TRECHO DE ORIGEM:
Com isso não quero dizer que se atualizar, em termos doutrinários ou jurisprudenciais, não seja algo desejável, ao contrário, mas, via de regra, as causas tratando de situações próximas repetem-se e a profusão de processos não permite grandes digressões. Por óbvio, os casos excepcionais devem receber tratamento diferenciado.

Quem ingressa na Defensoria Pública da União (DPU) tem grande chance de pegar ofício geral, com atuação nas diversas áreas atendidas pela instituição. Não citarei um livro de cada uma delas, até porque ficaria uma lista acima do número que me foi indicado, de 10 livros, mas também porque há assuntos mais e outros menos frequentes no dia a dia.

REQUISITOS DA TAREFA:
(1) Responda com base no trecho sobre a atuação na Defensoria Pública da União:
(a) O que não permite grandes digressões?
(b) Que tipo de ofício quem ingressa na DPU tem grande chance de pegar?
(c) Qual é o número de livros indicado para a lista?
(2) Como você retomaria o trecho sobre a atuação na Defensoria Pública da União, dando continuidade ao texto logo após a última frase?
Os dados não entram em nenhuma das tarefas.

DADOS EXTRAÍDOS:
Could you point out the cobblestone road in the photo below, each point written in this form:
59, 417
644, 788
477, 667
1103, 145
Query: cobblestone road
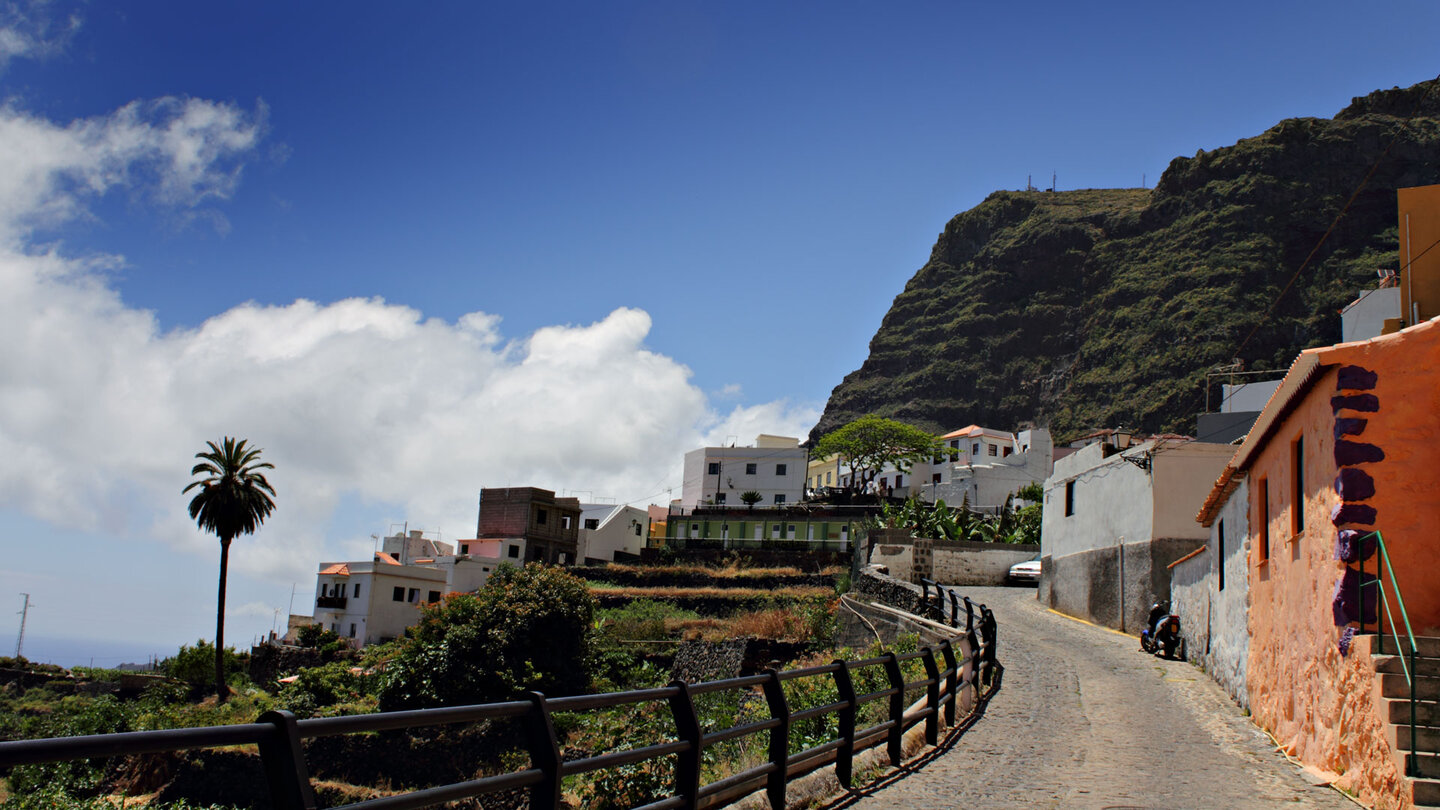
1083, 719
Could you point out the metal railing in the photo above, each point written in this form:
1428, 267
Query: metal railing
982, 639
949, 669
1384, 613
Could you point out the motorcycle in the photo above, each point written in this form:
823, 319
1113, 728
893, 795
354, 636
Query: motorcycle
1161, 634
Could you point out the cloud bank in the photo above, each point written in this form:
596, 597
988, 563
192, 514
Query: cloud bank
360, 399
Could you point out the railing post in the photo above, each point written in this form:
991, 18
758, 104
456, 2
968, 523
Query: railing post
951, 681
284, 761
846, 754
988, 629
894, 747
779, 740
1380, 597
1360, 597
1411, 761
545, 754
687, 728
932, 698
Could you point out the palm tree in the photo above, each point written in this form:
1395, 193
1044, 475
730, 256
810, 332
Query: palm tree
232, 500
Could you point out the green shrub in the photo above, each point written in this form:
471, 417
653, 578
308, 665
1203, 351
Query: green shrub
526, 629
329, 689
196, 665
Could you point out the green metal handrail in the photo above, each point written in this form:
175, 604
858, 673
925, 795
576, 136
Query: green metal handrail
1407, 668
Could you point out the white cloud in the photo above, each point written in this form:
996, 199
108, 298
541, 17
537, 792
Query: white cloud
357, 399
28, 30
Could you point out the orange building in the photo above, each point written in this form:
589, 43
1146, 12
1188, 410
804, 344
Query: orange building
1348, 443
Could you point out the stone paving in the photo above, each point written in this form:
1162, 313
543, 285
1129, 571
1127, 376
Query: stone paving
1085, 719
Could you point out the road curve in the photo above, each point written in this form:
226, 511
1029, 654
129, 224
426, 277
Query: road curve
1085, 719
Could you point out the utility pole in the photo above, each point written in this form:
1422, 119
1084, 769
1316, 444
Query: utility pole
25, 613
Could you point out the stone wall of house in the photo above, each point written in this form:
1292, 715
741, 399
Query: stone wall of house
1211, 594
709, 660
964, 562
272, 662
896, 558
1113, 585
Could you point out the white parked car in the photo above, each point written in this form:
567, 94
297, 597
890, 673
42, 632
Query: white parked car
1026, 572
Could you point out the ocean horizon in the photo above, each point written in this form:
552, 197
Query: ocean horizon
92, 652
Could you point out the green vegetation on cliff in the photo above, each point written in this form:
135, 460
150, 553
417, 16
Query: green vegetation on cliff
1105, 307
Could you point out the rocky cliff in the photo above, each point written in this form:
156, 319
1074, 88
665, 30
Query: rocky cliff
1105, 307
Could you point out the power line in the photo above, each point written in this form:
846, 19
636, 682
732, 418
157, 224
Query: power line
1338, 216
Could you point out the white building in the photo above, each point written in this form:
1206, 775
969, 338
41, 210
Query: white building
373, 601
775, 467
987, 466
606, 529
1115, 518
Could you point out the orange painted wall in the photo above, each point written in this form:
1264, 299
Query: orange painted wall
1319, 704
1407, 482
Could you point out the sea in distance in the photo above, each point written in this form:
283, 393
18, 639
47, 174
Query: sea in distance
91, 652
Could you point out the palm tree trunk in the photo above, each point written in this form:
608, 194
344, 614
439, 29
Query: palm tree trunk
221, 689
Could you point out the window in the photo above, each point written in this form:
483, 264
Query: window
1220, 552
1265, 519
1298, 505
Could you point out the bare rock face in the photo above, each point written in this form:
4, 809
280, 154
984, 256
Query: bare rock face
1103, 307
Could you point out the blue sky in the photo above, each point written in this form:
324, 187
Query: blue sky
414, 252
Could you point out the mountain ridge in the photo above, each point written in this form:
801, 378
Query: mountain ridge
1100, 307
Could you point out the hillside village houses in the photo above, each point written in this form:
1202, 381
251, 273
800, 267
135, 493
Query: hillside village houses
370, 601
984, 466
774, 466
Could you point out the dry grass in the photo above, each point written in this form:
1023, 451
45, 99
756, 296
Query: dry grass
735, 568
674, 593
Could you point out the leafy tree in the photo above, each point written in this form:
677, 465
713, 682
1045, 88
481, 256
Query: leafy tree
234, 500
526, 629
196, 665
867, 444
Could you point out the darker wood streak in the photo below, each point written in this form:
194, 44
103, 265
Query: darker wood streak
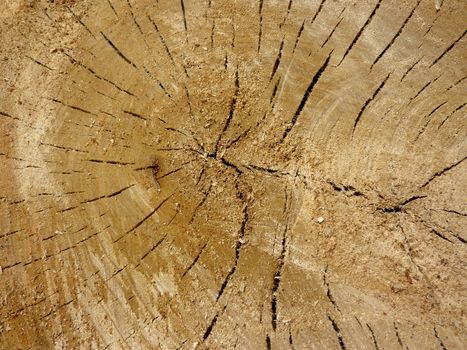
117, 50
367, 102
448, 49
360, 32
305, 97
399, 32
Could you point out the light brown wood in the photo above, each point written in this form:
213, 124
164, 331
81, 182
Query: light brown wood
182, 174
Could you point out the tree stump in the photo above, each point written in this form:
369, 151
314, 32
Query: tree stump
221, 174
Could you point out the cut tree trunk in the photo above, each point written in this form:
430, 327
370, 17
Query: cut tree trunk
223, 174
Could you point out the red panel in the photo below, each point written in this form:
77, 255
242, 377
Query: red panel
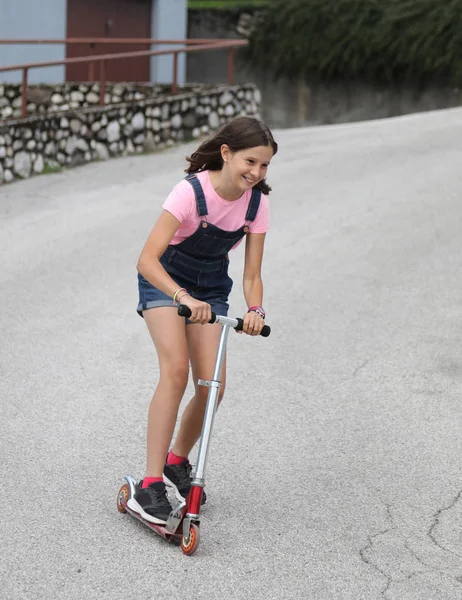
109, 18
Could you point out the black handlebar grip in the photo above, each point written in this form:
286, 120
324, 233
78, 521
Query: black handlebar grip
264, 332
185, 311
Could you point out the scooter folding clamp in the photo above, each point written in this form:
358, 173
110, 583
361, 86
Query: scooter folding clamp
211, 383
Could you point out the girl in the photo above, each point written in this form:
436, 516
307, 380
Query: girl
185, 261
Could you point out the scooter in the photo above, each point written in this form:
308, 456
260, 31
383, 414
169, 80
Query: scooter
182, 526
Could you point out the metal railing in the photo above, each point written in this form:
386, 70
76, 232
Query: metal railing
190, 46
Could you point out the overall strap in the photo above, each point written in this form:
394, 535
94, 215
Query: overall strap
254, 205
199, 192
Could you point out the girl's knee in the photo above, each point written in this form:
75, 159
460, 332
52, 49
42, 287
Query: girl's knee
177, 373
202, 393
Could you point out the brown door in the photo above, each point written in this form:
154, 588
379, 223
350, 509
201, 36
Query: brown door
109, 19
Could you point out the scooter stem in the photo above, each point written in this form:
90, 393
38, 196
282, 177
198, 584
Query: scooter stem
210, 410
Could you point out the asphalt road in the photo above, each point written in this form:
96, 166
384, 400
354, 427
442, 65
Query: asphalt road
335, 468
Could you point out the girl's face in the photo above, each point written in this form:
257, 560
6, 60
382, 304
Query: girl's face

RESPOSTAS:
(1)
(a) A profusão de processos.
(b) Ofício geral, com atuação nas diversas áreas atendidas pela instituição.
(c) 10 livros.

(2)
Como tenho mais de 16 anos de carreira e estou longe da atuação em primeiro grau há 11 anos, indicarei livros que penso estarem atualizados. É difícil obra que aborde todos os assuntos, sendo aconselhável que se consulte mais de uma em se tratando de tema mais difícil ou raro (o que não é incomum no trabalho da DPU). Tenho para mim que livro bom é aquele que, ainda que não tenha todas as respostas, dê a base para se procurar de forma adequada, ou seja, crie o questionamento em quem pesquisa.

Mais uma coisa. Embora seja defensor público e, claro, adote posições favoráveis aos meus assistidos, gosto de autores que apresentem sempre argumentos favoráveis e contrários às teses defensivas, o que facilita a antecipação do que dirá a outra parte. Além disso, costumo sempre dizer que excessos só fortalecem e facilitam o trabalho de quem está do outro lado.

Sem citar nomes, penso serem essenciais manuais razoavelmente completos de Direito Administrativo, Processo Penal, Direito Penal, Direito Civil que darão boa base para a atuação diária.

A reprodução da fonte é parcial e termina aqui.